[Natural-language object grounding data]
/---

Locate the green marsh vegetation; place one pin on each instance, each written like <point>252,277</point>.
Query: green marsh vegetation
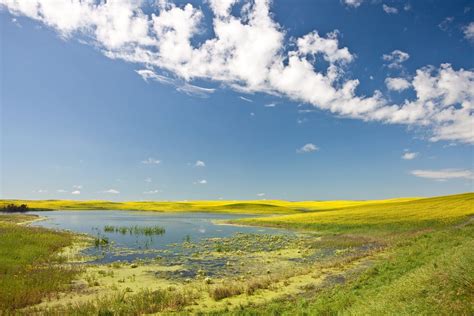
<point>135,230</point>
<point>30,267</point>
<point>409,257</point>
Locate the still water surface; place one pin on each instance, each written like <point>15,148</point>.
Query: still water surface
<point>178,227</point>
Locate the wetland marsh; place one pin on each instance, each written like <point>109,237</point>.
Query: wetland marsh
<point>319,262</point>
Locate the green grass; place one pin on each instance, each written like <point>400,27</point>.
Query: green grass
<point>424,264</point>
<point>431,273</point>
<point>29,267</point>
<point>123,303</point>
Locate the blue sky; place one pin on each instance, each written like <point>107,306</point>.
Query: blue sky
<point>122,110</point>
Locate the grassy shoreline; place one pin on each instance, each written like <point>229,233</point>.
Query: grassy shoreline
<point>394,257</point>
<point>31,267</point>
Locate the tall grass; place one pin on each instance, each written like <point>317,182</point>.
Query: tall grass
<point>124,303</point>
<point>29,267</point>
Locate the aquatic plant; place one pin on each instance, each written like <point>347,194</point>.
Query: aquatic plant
<point>135,230</point>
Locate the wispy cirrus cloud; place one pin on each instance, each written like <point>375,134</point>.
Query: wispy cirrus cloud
<point>151,161</point>
<point>444,174</point>
<point>407,155</point>
<point>199,164</point>
<point>389,10</point>
<point>249,52</point>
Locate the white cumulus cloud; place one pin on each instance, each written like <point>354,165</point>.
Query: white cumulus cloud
<point>469,31</point>
<point>249,52</point>
<point>395,58</point>
<point>409,155</point>
<point>308,148</point>
<point>397,84</point>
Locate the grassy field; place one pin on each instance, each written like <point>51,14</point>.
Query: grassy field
<point>240,207</point>
<point>391,257</point>
<point>392,216</point>
<point>30,269</point>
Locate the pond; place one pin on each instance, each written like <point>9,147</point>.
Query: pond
<point>124,242</point>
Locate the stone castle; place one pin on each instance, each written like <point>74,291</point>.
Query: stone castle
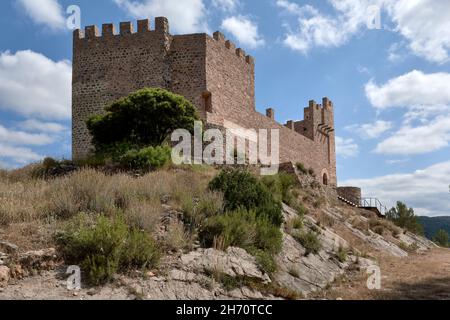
<point>217,77</point>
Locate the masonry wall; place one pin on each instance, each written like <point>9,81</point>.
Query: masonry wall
<point>110,65</point>
<point>230,79</point>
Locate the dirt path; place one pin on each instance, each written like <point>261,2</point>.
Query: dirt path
<point>419,276</point>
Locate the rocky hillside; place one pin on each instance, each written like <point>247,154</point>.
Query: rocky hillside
<point>432,225</point>
<point>319,246</point>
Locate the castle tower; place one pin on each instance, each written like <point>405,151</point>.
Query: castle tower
<point>211,72</point>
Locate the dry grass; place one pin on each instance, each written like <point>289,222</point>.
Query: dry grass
<point>36,207</point>
<point>88,190</point>
<point>381,226</point>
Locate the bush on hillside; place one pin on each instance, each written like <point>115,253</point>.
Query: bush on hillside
<point>105,246</point>
<point>241,228</point>
<point>149,158</point>
<point>309,240</point>
<point>441,238</point>
<point>144,118</point>
<point>405,218</point>
<point>242,190</point>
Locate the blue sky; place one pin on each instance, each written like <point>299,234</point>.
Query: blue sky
<point>390,86</point>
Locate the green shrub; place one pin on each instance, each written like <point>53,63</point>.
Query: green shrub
<point>242,190</point>
<point>144,118</point>
<point>441,238</point>
<point>197,210</point>
<point>405,218</point>
<point>301,210</point>
<point>146,158</point>
<point>297,223</point>
<point>105,246</point>
<point>301,167</point>
<point>310,241</point>
<point>241,228</point>
<point>265,260</point>
<point>341,254</point>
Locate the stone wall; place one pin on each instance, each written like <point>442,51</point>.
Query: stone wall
<point>209,71</point>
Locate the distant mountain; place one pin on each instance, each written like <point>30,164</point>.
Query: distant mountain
<point>432,225</point>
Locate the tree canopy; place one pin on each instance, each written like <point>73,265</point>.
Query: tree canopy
<point>144,118</point>
<point>405,218</point>
<point>441,238</point>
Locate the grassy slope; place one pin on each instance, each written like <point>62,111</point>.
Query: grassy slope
<point>433,225</point>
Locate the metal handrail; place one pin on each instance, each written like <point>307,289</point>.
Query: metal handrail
<point>373,203</point>
<point>368,203</point>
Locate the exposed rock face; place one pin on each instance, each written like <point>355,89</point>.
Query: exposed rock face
<point>196,275</point>
<point>378,242</point>
<point>234,262</point>
<point>310,273</point>
<point>8,247</point>
<point>4,275</point>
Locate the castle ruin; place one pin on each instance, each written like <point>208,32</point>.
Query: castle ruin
<point>217,77</point>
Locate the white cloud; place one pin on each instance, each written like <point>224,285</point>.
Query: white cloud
<point>423,23</point>
<point>346,148</point>
<point>371,130</point>
<point>426,99</point>
<point>316,29</point>
<point>425,190</point>
<point>186,16</point>
<point>244,30</point>
<point>396,161</point>
<point>414,89</point>
<point>18,155</point>
<point>44,12</point>
<point>410,140</point>
<point>32,84</point>
<point>226,5</point>
<point>39,126</point>
<point>13,137</point>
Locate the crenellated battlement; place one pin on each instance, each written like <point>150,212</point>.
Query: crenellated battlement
<point>209,70</point>
<point>125,29</point>
<point>229,45</point>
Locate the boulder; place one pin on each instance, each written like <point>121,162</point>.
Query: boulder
<point>8,247</point>
<point>234,262</point>
<point>4,275</point>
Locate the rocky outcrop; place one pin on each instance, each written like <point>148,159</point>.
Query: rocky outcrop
<point>306,274</point>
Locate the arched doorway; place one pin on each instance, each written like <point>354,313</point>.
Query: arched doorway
<point>325,179</point>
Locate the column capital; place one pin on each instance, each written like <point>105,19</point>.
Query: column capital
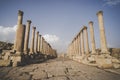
<point>99,13</point>
<point>29,21</point>
<point>20,12</point>
<point>91,22</point>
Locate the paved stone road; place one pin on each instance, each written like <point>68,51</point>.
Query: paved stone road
<point>57,69</point>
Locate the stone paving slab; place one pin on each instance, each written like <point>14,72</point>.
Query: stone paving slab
<point>58,69</point>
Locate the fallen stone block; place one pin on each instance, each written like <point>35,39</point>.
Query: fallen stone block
<point>104,62</point>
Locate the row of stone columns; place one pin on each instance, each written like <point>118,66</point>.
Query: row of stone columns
<point>80,44</point>
<point>37,44</point>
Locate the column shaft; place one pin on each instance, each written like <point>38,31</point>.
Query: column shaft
<point>36,48</point>
<point>32,40</point>
<point>27,36</point>
<point>102,33</point>
<point>93,47</point>
<point>86,39</point>
<point>82,43</point>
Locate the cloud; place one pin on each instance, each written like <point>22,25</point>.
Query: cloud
<point>7,34</point>
<point>56,42</point>
<point>112,2</point>
<point>51,38</point>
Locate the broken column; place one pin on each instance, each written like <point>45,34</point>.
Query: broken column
<point>86,39</point>
<point>20,33</point>
<point>93,47</point>
<point>79,44</point>
<point>39,42</point>
<point>27,36</point>
<point>102,33</point>
<point>32,41</point>
<point>19,41</point>
<point>36,48</point>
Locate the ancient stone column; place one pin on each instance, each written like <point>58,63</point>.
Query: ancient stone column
<point>27,36</point>
<point>86,39</point>
<point>32,40</point>
<point>36,48</point>
<point>42,45</point>
<point>82,43</point>
<point>39,43</point>
<point>93,47</point>
<point>79,45</point>
<point>20,34</point>
<point>102,33</point>
<point>20,17</point>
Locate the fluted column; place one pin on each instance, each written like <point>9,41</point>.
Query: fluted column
<point>32,40</point>
<point>39,43</point>
<point>93,47</point>
<point>27,36</point>
<point>42,45</point>
<point>36,48</point>
<point>79,45</point>
<point>20,17</point>
<point>102,33</point>
<point>86,39</point>
<point>20,34</point>
<point>82,43</point>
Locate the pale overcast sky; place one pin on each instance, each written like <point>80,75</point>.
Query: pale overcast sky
<point>60,20</point>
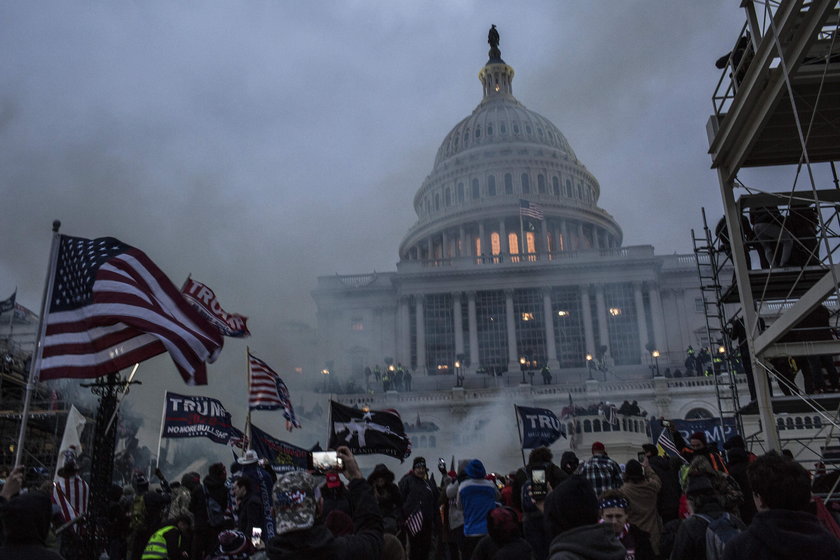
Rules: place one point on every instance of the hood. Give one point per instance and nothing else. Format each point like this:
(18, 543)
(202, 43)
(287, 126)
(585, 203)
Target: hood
(475, 469)
(26, 518)
(593, 542)
(793, 534)
(315, 543)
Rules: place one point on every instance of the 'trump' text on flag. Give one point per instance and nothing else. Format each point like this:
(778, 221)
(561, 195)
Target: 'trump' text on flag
(110, 307)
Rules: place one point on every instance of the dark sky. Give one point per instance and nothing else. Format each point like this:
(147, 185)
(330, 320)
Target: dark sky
(260, 144)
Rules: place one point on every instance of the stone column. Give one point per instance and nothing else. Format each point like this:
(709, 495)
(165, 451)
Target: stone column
(473, 328)
(459, 323)
(657, 318)
(421, 336)
(550, 342)
(588, 331)
(513, 352)
(641, 322)
(601, 310)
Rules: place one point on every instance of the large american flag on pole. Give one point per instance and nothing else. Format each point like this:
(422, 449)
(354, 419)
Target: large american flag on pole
(110, 307)
(268, 391)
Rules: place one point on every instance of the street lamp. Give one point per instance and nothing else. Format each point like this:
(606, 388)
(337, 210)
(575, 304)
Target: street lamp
(655, 355)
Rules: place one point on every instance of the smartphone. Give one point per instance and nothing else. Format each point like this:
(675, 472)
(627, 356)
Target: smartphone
(323, 461)
(539, 488)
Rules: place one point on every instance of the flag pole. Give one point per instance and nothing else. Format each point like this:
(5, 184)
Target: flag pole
(519, 433)
(162, 422)
(248, 396)
(34, 366)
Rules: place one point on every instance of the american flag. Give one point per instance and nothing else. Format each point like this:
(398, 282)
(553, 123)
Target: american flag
(530, 210)
(268, 391)
(111, 307)
(414, 523)
(70, 494)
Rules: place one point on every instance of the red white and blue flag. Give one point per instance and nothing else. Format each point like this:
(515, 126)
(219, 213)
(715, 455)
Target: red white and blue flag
(111, 307)
(268, 391)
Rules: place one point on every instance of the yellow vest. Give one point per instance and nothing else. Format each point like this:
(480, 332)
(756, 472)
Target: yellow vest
(156, 548)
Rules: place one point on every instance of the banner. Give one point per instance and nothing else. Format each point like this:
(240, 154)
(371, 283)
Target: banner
(709, 426)
(282, 456)
(190, 416)
(540, 427)
(204, 300)
(368, 432)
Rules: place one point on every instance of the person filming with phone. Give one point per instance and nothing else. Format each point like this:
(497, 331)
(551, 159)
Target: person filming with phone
(297, 503)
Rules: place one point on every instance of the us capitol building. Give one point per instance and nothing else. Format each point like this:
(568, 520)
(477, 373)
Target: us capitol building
(511, 266)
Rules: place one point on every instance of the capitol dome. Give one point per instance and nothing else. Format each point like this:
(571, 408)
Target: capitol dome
(506, 186)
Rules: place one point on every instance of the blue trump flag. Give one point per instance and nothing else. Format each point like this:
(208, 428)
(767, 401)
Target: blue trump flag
(282, 456)
(540, 426)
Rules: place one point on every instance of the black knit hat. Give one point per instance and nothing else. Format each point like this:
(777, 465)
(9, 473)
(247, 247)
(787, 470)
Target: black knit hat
(571, 504)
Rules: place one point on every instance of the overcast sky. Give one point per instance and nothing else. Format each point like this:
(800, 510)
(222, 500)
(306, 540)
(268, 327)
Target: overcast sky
(260, 144)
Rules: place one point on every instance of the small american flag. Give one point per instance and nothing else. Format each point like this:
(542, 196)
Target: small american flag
(530, 210)
(112, 307)
(70, 494)
(268, 391)
(414, 523)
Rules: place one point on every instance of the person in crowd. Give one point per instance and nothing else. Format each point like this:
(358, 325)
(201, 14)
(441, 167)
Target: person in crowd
(334, 495)
(420, 500)
(572, 519)
(477, 496)
(182, 496)
(668, 471)
(504, 538)
(602, 472)
(209, 500)
(300, 537)
(233, 545)
(249, 506)
(738, 460)
(569, 462)
(387, 496)
(706, 511)
(26, 522)
(641, 488)
(169, 541)
(614, 508)
(783, 528)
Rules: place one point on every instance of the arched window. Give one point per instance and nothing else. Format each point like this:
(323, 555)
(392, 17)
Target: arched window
(513, 243)
(495, 245)
(526, 183)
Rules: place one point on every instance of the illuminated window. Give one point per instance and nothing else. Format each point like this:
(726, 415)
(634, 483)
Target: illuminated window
(513, 243)
(495, 245)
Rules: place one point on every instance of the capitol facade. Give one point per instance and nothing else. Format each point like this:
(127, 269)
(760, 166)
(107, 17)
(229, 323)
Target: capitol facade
(510, 267)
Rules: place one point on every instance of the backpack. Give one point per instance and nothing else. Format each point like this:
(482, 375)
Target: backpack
(215, 511)
(718, 532)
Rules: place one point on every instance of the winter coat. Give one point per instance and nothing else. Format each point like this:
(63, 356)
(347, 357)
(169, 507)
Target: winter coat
(318, 543)
(779, 534)
(588, 542)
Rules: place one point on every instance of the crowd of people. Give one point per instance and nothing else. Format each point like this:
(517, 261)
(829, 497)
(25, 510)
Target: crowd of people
(695, 505)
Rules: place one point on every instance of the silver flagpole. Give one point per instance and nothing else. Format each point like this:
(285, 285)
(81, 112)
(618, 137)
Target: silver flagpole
(35, 365)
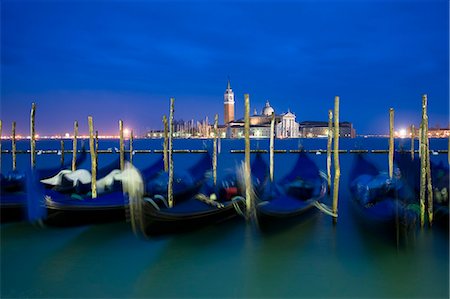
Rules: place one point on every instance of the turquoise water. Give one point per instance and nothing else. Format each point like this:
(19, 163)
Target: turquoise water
(309, 259)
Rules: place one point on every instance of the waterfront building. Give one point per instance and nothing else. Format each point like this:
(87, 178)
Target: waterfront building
(285, 124)
(228, 103)
(310, 129)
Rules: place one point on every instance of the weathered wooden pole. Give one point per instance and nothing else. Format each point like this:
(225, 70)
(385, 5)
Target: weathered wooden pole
(165, 145)
(93, 158)
(329, 143)
(62, 152)
(131, 146)
(247, 171)
(391, 142)
(420, 138)
(429, 184)
(271, 146)
(14, 145)
(121, 146)
(423, 161)
(96, 149)
(170, 184)
(1, 128)
(337, 168)
(74, 151)
(33, 136)
(216, 124)
(413, 136)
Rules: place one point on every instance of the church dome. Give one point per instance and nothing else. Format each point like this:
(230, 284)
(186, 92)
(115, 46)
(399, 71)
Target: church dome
(267, 110)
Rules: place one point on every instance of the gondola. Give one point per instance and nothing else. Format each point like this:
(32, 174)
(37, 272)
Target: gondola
(211, 205)
(382, 205)
(75, 208)
(14, 189)
(294, 198)
(410, 171)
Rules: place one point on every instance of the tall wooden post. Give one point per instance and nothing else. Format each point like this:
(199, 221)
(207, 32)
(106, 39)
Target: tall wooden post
(62, 152)
(420, 137)
(166, 144)
(33, 135)
(1, 128)
(74, 152)
(121, 146)
(271, 146)
(247, 171)
(216, 124)
(93, 158)
(337, 168)
(14, 145)
(170, 185)
(429, 184)
(423, 161)
(413, 136)
(131, 147)
(329, 143)
(391, 142)
(96, 149)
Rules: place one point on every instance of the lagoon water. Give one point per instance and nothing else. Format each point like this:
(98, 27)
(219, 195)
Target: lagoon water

\---

> **EXERCISE REQUIREMENTS**
Copy only what lies between the line with "Locate the arched" and the line with "Locate the stone paving", those two lines included, exactly as given above; pictures stay out.

> **RESULT OF THIS EXERCISE**
Locate the arched doorway; place one pin on each instance, each written like <point>354,313</point>.
Query: arched doorway
<point>325,179</point>
Locate the column capital; place one pin on each instance, each written like <point>105,19</point>.
Query: column capital
<point>99,13</point>
<point>29,21</point>
<point>20,12</point>
<point>91,22</point>
Locate the paved stone road; place one pin on each instance, each written like <point>68,51</point>.
Query: paved stone road
<point>57,69</point>
Locate the stone paving slab; place one pin on each instance, each written like <point>14,72</point>.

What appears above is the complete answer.